▶ **EXERCISE AIM**:
Reproduce the data from the line containing "Exercise. Point out each instance of the brownie" through the end of the data, substituting "brownie square" for "brownie slice" and leaving everything else unchanged.

## START PROVIDED ENTRIES

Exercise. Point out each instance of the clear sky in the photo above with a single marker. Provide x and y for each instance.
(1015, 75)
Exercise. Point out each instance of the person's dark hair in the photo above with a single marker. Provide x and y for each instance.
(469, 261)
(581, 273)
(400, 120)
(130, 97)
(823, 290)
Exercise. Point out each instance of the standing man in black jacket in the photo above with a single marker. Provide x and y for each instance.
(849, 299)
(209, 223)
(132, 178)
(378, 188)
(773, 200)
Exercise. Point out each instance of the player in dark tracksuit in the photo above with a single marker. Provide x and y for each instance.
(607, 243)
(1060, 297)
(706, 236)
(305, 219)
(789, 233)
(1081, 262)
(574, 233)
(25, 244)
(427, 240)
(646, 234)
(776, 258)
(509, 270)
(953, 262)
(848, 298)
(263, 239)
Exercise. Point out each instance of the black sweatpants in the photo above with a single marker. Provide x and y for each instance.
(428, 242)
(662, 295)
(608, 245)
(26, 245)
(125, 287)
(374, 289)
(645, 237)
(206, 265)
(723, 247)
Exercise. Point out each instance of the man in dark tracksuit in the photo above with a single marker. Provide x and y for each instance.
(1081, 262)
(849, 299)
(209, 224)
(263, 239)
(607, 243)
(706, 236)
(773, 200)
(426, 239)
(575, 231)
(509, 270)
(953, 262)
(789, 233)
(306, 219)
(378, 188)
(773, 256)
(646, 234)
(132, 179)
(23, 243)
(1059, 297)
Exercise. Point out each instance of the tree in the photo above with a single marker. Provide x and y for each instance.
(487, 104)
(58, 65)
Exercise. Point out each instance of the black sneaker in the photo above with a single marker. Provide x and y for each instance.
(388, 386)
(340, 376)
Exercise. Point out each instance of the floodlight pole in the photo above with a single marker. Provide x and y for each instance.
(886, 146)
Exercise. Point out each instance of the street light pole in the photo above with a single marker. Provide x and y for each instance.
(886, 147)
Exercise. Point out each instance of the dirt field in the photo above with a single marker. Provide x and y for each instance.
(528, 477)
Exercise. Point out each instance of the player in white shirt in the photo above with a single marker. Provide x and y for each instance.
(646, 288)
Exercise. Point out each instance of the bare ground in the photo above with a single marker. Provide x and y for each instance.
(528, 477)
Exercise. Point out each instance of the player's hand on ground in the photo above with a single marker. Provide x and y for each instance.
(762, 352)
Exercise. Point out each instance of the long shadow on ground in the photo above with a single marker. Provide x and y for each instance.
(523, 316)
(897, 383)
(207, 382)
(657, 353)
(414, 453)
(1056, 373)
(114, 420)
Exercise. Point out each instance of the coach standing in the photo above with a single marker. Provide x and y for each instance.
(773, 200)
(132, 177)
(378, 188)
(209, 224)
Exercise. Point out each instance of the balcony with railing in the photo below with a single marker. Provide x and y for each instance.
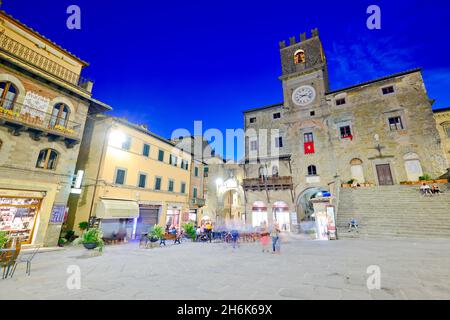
(198, 202)
(29, 56)
(268, 183)
(21, 118)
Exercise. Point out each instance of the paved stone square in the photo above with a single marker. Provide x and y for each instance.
(410, 269)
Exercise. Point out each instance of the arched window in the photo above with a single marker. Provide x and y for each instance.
(47, 159)
(275, 171)
(263, 173)
(8, 95)
(299, 57)
(312, 171)
(60, 115)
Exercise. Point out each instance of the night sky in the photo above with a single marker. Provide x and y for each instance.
(169, 63)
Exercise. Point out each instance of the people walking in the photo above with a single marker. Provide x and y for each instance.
(275, 234)
(265, 237)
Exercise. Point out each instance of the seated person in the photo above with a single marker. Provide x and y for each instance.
(435, 189)
(425, 189)
(353, 225)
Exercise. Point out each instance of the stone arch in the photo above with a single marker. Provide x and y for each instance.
(5, 77)
(259, 213)
(67, 102)
(357, 170)
(413, 167)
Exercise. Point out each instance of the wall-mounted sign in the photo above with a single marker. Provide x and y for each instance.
(35, 106)
(58, 213)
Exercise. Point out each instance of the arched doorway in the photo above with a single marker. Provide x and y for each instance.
(412, 166)
(232, 206)
(357, 170)
(281, 215)
(259, 213)
(304, 205)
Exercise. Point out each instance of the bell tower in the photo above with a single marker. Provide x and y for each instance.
(304, 72)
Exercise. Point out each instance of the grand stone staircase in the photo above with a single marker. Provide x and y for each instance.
(394, 211)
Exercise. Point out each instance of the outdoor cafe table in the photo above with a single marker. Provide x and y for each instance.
(8, 264)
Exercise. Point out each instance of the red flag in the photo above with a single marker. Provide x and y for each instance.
(309, 148)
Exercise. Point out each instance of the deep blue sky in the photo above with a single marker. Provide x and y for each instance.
(169, 63)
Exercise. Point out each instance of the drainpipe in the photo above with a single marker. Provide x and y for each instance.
(105, 142)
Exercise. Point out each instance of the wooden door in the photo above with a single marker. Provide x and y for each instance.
(384, 175)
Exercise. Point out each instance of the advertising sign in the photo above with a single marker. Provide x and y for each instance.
(322, 225)
(35, 106)
(331, 223)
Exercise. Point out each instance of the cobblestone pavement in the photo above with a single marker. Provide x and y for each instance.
(305, 270)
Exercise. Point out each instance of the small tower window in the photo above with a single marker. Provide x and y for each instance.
(299, 57)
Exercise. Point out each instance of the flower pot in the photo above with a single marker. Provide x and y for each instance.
(90, 246)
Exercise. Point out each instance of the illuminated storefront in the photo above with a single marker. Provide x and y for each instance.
(18, 216)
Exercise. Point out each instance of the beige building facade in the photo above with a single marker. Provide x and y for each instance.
(133, 179)
(442, 117)
(382, 132)
(44, 103)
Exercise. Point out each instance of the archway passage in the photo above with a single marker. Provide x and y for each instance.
(259, 213)
(232, 206)
(357, 170)
(304, 204)
(281, 214)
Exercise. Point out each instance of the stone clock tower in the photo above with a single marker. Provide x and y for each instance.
(305, 76)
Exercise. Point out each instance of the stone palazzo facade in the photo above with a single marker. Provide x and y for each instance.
(382, 132)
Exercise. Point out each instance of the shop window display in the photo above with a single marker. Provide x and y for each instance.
(18, 216)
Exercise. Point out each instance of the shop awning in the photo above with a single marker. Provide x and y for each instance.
(117, 209)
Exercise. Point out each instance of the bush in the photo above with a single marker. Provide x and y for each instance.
(83, 226)
(425, 177)
(156, 232)
(92, 236)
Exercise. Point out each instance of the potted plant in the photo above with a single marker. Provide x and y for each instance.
(91, 239)
(3, 239)
(83, 226)
(189, 228)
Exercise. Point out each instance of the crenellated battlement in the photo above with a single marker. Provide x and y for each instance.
(303, 37)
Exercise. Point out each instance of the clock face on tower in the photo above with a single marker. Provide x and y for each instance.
(304, 96)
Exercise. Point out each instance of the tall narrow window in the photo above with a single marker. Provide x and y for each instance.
(312, 171)
(60, 115)
(254, 145)
(309, 137)
(395, 123)
(158, 183)
(195, 193)
(161, 155)
(388, 90)
(47, 159)
(171, 185)
(142, 181)
(120, 177)
(146, 150)
(299, 57)
(346, 132)
(8, 95)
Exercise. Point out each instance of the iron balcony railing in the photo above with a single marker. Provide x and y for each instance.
(30, 56)
(198, 202)
(270, 183)
(20, 115)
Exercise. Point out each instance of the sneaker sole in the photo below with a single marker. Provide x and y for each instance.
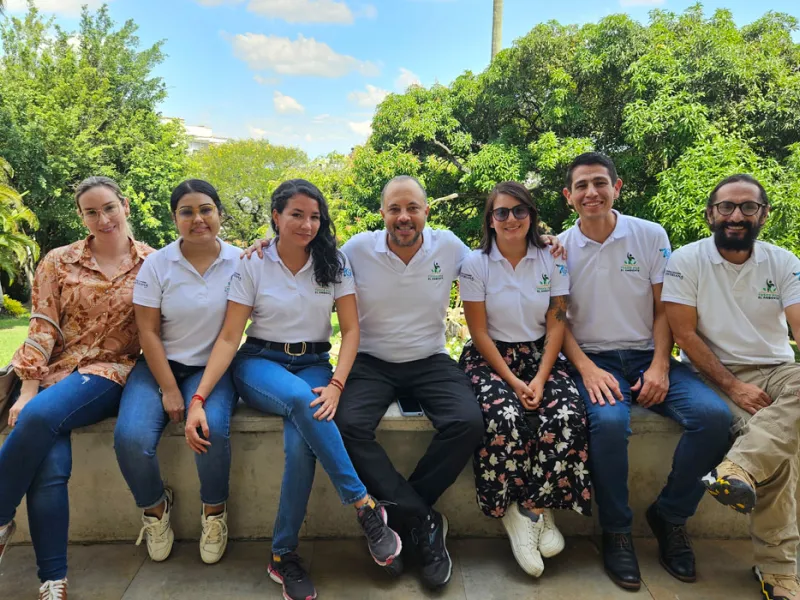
(740, 498)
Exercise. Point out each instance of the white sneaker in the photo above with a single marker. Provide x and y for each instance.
(5, 537)
(158, 532)
(215, 536)
(53, 590)
(524, 535)
(552, 542)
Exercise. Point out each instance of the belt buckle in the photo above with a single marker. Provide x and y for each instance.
(287, 346)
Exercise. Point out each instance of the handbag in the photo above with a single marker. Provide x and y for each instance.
(9, 378)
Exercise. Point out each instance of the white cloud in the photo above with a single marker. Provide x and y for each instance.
(64, 7)
(362, 128)
(304, 56)
(640, 2)
(286, 104)
(302, 11)
(406, 79)
(372, 97)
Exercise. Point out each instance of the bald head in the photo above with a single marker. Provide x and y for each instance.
(407, 184)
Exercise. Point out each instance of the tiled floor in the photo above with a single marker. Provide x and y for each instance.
(483, 569)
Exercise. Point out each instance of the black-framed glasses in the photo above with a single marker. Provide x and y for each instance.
(749, 208)
(520, 211)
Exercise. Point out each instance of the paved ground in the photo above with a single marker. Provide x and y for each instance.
(484, 569)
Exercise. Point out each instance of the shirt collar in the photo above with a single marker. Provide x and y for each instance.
(620, 230)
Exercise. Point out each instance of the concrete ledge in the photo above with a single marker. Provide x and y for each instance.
(102, 508)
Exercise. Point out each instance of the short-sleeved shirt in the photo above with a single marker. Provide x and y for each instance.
(516, 299)
(192, 305)
(402, 307)
(611, 284)
(740, 308)
(288, 308)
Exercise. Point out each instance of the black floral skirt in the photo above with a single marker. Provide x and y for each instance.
(536, 458)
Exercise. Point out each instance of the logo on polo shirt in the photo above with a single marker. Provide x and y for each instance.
(630, 266)
(436, 273)
(544, 284)
(769, 291)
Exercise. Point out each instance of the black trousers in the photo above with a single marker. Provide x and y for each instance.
(444, 393)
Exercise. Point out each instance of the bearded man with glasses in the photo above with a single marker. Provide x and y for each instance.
(728, 299)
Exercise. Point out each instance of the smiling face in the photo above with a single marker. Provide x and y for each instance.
(404, 211)
(197, 218)
(103, 213)
(512, 229)
(593, 193)
(736, 231)
(299, 221)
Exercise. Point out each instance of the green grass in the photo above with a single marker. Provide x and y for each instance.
(12, 332)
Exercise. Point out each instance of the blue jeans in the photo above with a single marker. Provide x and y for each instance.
(704, 417)
(277, 383)
(142, 421)
(36, 460)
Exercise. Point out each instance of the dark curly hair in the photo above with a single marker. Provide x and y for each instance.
(328, 261)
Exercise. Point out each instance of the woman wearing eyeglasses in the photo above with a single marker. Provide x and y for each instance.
(535, 450)
(82, 344)
(180, 298)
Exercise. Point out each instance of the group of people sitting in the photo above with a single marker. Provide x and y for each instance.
(564, 341)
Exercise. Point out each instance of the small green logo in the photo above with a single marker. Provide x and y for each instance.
(769, 291)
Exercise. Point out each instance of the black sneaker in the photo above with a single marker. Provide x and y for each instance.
(674, 547)
(430, 535)
(384, 543)
(289, 572)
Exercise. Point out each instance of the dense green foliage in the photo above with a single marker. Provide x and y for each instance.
(75, 104)
(678, 103)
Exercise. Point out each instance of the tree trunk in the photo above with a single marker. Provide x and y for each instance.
(497, 27)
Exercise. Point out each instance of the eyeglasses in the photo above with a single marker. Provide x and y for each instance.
(748, 208)
(520, 211)
(187, 212)
(109, 210)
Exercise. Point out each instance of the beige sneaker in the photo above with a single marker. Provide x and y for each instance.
(552, 542)
(5, 538)
(53, 590)
(524, 535)
(214, 539)
(158, 532)
(732, 486)
(778, 587)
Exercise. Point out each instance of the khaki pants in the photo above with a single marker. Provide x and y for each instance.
(767, 447)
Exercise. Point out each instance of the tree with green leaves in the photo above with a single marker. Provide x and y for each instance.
(75, 104)
(678, 103)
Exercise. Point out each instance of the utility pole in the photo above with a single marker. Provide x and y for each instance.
(497, 27)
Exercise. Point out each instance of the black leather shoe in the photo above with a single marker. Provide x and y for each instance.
(674, 547)
(619, 560)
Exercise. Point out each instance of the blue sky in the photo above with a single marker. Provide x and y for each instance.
(308, 73)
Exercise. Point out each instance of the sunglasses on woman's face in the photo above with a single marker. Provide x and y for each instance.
(520, 211)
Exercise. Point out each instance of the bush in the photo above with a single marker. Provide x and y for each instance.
(13, 308)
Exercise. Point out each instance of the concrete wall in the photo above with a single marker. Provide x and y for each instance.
(102, 508)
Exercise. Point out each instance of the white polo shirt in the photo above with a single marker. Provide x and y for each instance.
(192, 305)
(287, 308)
(402, 307)
(740, 308)
(516, 299)
(611, 291)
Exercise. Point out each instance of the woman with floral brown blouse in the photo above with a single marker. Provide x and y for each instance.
(73, 365)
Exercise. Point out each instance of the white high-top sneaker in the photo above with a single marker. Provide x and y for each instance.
(552, 542)
(524, 535)
(158, 532)
(53, 590)
(214, 539)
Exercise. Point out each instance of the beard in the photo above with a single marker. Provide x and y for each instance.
(401, 243)
(746, 242)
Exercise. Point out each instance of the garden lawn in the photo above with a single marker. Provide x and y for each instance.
(12, 332)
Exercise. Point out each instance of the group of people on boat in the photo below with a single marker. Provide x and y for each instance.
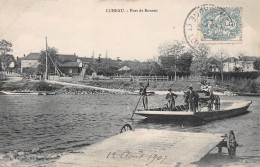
(191, 97)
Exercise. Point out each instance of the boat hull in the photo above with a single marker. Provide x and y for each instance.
(207, 116)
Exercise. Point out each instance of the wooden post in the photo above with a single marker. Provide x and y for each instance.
(46, 62)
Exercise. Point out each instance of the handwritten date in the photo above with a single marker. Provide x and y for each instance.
(148, 158)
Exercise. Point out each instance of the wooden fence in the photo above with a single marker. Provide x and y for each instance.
(164, 78)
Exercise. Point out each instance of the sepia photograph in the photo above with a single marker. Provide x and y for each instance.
(129, 83)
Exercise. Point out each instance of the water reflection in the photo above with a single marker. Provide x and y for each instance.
(57, 124)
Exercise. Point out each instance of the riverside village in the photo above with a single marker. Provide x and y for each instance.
(84, 87)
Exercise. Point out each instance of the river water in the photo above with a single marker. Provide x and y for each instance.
(37, 128)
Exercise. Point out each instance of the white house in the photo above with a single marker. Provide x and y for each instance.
(246, 63)
(229, 64)
(31, 60)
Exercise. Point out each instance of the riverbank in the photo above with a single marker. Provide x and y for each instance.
(93, 87)
(37, 130)
(241, 85)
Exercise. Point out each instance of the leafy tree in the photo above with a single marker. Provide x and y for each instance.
(257, 64)
(51, 60)
(169, 53)
(199, 65)
(184, 62)
(5, 56)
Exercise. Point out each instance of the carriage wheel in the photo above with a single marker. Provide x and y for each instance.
(200, 107)
(125, 128)
(231, 144)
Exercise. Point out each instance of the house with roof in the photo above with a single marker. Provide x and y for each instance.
(213, 65)
(230, 64)
(31, 60)
(67, 64)
(246, 63)
(242, 64)
(85, 61)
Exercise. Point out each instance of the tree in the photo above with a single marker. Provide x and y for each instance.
(184, 62)
(169, 53)
(199, 65)
(51, 60)
(257, 64)
(221, 56)
(5, 56)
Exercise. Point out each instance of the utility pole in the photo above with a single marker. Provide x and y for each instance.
(175, 72)
(46, 62)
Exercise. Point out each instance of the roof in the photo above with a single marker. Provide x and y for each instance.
(68, 64)
(212, 60)
(32, 56)
(230, 59)
(125, 68)
(248, 58)
(86, 59)
(67, 58)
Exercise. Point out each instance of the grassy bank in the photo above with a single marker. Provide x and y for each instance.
(244, 85)
(133, 85)
(25, 85)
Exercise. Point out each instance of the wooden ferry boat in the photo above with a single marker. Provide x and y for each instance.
(228, 109)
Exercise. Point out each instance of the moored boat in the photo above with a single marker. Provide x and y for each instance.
(247, 94)
(228, 109)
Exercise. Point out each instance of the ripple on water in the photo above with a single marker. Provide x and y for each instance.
(58, 124)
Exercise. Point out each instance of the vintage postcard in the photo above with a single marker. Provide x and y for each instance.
(129, 83)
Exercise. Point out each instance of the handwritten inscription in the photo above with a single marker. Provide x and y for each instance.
(147, 158)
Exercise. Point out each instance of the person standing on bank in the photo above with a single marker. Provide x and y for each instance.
(171, 99)
(143, 93)
(192, 98)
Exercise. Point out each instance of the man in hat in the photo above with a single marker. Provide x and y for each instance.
(143, 93)
(192, 99)
(171, 99)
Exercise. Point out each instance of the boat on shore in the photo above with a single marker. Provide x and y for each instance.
(25, 93)
(247, 94)
(228, 109)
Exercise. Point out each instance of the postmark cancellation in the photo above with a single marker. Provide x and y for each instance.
(219, 24)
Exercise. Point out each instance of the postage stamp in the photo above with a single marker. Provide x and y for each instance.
(219, 24)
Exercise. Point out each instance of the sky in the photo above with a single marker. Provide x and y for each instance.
(83, 27)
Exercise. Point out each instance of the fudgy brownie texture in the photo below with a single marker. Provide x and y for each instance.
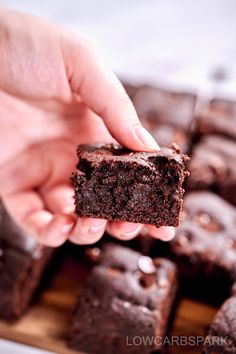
(217, 116)
(221, 337)
(167, 115)
(117, 184)
(126, 296)
(22, 262)
(205, 245)
(213, 166)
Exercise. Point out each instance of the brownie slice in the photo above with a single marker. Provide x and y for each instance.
(114, 183)
(213, 166)
(126, 296)
(217, 116)
(205, 246)
(221, 337)
(166, 115)
(22, 262)
(131, 89)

## END PROVIDED ENTRIES

▶ **FINAL ANSWER**:
Exercise. Point out each instance of the brownie square in the photo above with a single marker. Provide x and y for each instance.
(114, 183)
(213, 166)
(126, 296)
(217, 116)
(205, 246)
(221, 337)
(166, 115)
(22, 262)
(131, 89)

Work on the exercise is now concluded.